- USING THE INFORMATION -
A – In the Blackberry Farm passage, who is the executive chef at The Barn?
B – Carry the Blackberry Farm passage forward from its final sentence.

- EXTRACTED TEXT -
============

BLACKBERRY FARM, TENNESSEE
Blackberry Farm stands on lands that sustained the Cherokee and early Appalachians; now, it provides for the resort’s forager, livestock team, cheesemaker and preservationist, who, together with its team of chefs, create what it calls ‘Foothills Cuisine’. This refined, elevated take on southern staples has equal footing in haute cuisine and indigenous Great Smoky Mountains heritage foods, and is so central to the dining experience that it’s trademarked.
“‘Foothills Cuisine’ has been part of the terminology at the farm for a long time. Each chef who has taken the helm gets to interpret what it means to them,” says Cassidee Dabney, executive chef at The Barn at Blackberry Farm, an iconic, red-walled structure at the heart of the 4,200-acre property.
In spring, she cooks with ingredients that yield bright flavours, such as young garlic, sweet onions and strawberries, before foraging for chanterelles in July. In autumn, squashes, sweet potatoes and Brussels sprouts abound, and once winter rolls around, the team gets busy pickling and preserving to stretch the farm’s flavours across all seasons.
“There are coves in the mountains that keep the genetic diversity high for foraged and cultivated products, and immigrants who have moved to this area over generations have contributed a wealth of variety to the produce we have access to,” Dabney adds.
The farm makes its own beer and seasonal cheeses, and runs tastings and classes in both. You can also taste some of the cellar’s 160,000 wines, dive into the South’s lauded whisky traditions with a beverage professional, and sign up for archery, clay shooting, cycling or wakeboarding.

============

- INFORMATION SUPPLIED -
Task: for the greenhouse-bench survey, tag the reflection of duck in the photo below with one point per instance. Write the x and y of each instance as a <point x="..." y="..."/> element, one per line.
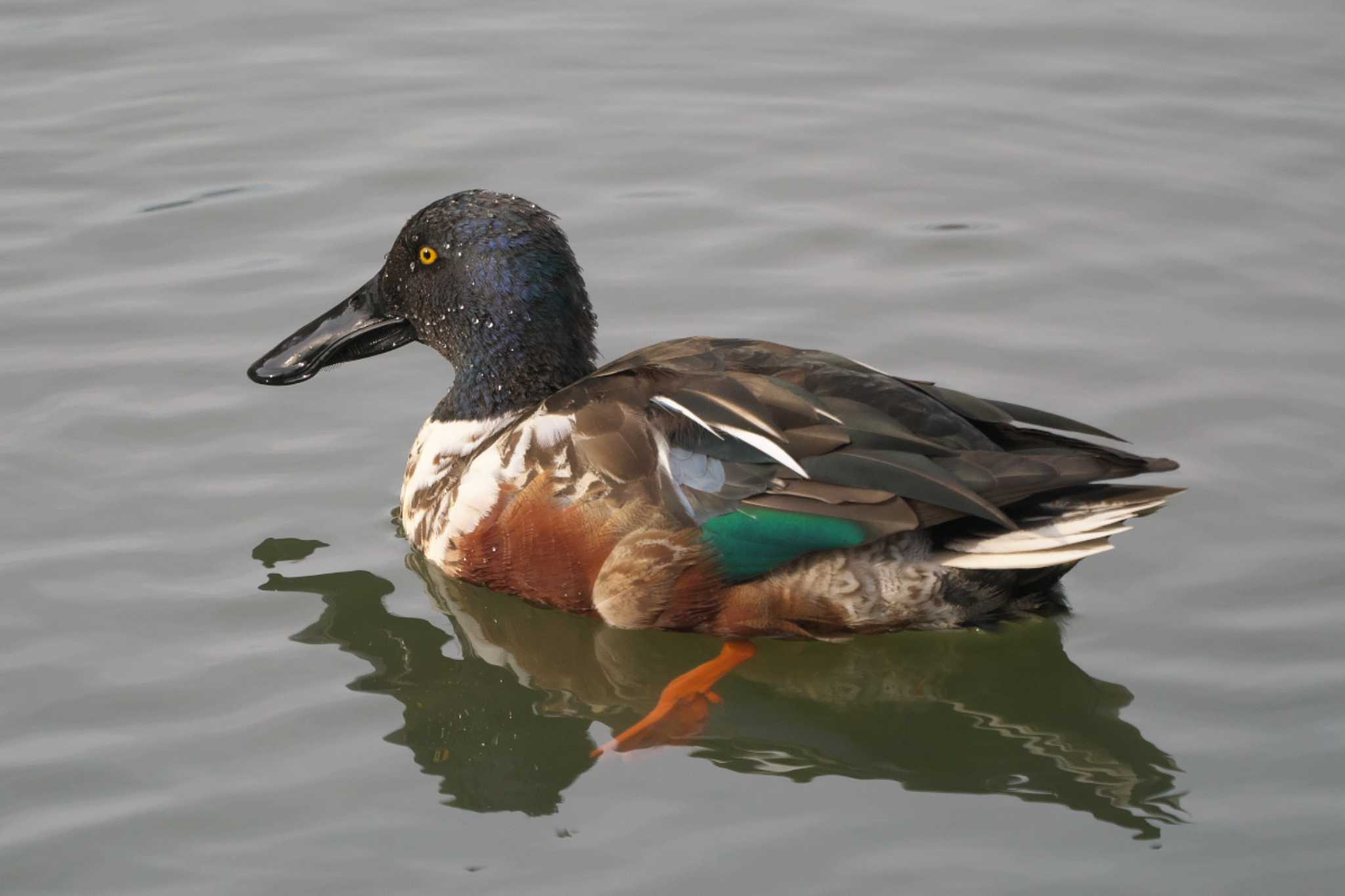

============

- OUTPUTS FOR THE TASKS -
A – Cassidee Dabney

B –
In parallel with its on-site culinary programme, the farm welcomes external chefs, such as Noma founder and champion of the New Nordic movement René Redzepi. It also offers extensive year-round programming — think concerts by Southern country superstar Emmylou Harris in residence and beauty seminars with organic cosmetics entrepreneur Tata Harper — so guests can time their visits to areas of personal interest.
Tennessee was the first state to produce cultivate American truffles, and one of the most popular annual fixtures is February’s truffle hunt. Borrow one of the farm’s famous trufflehunting Lagotto Romagnolo dogs for a week of demonstrations in a nearby orchard, then settle down for an olfactory, fungus-forward feast.
“Each course is important, conveying something individually;
this is the moment when something can be really small, but you can pack something impactful into one or two bites.”